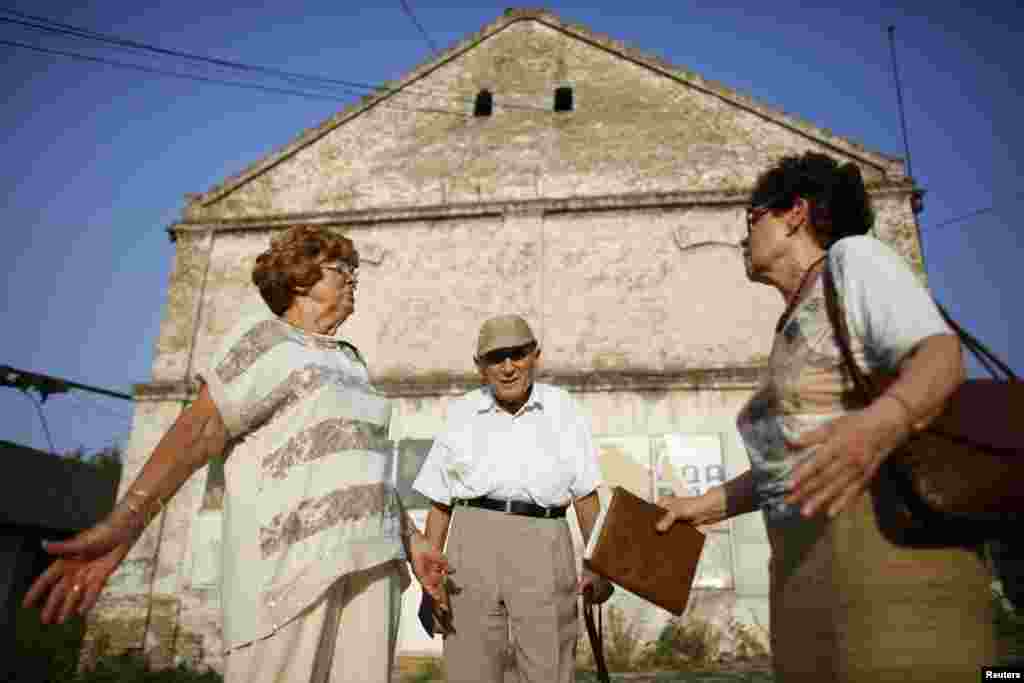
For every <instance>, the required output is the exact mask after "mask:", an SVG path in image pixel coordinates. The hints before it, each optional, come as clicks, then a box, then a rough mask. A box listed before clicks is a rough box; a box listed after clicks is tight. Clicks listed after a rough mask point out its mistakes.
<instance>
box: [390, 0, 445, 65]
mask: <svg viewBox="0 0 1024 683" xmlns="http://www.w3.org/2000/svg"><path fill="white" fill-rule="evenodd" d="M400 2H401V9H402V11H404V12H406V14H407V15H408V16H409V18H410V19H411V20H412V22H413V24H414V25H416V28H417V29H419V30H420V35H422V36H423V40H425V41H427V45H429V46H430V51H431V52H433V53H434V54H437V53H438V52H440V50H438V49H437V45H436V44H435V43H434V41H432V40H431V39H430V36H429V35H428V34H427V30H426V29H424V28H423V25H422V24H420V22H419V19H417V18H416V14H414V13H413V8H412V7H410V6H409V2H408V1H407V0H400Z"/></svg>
---+---
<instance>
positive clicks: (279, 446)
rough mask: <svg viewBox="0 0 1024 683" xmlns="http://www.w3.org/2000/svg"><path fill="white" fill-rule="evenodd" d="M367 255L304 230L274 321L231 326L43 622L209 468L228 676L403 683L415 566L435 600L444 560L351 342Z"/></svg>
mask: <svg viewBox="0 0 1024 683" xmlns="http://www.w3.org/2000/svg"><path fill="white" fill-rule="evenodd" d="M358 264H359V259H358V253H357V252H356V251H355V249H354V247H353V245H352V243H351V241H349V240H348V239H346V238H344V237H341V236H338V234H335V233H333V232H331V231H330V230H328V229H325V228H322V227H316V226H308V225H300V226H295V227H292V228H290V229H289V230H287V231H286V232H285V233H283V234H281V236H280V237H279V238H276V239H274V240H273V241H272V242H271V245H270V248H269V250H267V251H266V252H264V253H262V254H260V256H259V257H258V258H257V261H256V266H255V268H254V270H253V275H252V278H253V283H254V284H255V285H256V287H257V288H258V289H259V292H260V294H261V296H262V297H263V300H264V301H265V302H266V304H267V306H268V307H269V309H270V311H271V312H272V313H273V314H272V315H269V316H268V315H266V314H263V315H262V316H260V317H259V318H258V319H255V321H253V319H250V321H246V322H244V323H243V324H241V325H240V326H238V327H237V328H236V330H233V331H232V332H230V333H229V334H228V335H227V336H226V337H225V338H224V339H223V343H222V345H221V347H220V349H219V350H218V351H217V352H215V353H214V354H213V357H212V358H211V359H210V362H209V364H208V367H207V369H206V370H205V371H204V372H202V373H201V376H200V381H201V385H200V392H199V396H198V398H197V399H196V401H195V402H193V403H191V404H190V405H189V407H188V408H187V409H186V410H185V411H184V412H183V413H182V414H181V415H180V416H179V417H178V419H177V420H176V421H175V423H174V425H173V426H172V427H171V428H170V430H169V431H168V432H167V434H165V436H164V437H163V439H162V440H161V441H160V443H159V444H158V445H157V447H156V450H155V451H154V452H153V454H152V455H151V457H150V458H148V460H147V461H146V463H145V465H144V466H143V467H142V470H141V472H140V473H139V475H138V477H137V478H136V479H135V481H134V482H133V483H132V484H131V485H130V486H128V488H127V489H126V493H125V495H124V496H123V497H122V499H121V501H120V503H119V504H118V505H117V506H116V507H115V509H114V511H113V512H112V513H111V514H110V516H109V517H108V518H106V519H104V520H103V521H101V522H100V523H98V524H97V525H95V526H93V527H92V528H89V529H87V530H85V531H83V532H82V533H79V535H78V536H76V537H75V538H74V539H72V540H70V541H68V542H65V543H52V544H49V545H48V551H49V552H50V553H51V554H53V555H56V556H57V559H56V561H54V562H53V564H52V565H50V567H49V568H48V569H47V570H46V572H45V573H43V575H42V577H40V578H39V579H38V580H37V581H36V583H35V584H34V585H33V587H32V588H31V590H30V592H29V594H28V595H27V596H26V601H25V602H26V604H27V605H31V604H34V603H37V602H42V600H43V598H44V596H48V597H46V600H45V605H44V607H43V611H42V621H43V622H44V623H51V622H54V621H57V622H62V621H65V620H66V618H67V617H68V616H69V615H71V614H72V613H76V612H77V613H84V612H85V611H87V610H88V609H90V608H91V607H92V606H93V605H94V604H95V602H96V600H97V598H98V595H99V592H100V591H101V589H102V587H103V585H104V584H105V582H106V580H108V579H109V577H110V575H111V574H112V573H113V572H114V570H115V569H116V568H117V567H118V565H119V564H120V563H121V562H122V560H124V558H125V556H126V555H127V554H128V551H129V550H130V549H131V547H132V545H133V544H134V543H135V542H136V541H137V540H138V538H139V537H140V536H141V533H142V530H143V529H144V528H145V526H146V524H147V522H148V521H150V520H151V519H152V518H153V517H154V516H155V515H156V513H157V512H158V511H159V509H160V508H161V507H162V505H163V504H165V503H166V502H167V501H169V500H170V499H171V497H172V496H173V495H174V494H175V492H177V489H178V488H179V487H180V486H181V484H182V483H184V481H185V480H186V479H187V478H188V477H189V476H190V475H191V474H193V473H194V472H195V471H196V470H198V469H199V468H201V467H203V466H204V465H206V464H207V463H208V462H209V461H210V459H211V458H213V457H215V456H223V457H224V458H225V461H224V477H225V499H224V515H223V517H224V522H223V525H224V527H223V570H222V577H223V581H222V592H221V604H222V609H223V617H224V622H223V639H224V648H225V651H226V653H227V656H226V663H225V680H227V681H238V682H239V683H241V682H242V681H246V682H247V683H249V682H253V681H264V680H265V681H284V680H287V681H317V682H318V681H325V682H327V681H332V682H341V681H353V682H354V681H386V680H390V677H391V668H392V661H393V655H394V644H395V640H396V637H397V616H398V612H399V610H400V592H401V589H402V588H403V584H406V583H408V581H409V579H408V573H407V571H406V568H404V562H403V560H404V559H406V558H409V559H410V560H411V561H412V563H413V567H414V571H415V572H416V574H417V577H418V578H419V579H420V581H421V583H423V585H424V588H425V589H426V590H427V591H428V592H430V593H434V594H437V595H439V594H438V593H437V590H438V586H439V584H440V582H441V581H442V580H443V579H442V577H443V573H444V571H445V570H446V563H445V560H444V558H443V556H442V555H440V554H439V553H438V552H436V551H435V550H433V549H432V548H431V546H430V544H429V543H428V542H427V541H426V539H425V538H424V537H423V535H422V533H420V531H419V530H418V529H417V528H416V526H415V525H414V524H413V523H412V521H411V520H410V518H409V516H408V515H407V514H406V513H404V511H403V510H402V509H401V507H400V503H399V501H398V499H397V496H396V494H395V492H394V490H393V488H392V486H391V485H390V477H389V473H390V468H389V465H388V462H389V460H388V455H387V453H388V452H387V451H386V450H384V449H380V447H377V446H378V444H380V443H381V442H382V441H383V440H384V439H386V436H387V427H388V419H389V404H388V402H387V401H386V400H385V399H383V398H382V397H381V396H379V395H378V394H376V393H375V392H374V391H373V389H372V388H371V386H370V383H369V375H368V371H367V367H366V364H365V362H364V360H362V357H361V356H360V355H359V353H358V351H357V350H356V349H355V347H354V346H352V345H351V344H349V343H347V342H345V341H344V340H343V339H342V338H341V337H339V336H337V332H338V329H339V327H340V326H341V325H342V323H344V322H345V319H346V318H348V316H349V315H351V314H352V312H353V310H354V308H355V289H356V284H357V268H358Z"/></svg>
---+---
WORK TO BE COMPLETED: Rewrite the stretch of material from the line containing "For every <instance>, the" through the line containing "box: [390, 0, 445, 65]" as a JSON list of strings, with one string per line and no blank lines.

RESULT:
[
  "For every <instance>, the required output is the exact mask after \"mask:\", an SVG path in image pixel coordinates. The hints before it, each optional, come as clicks, then a box, then a rough mask. A box listed before clicks is a rough box; a box listed after clicks is tight. Clicks listed after a rough mask point out its mistakes.",
  "<instance>",
  "box: [390, 0, 445, 65]"
]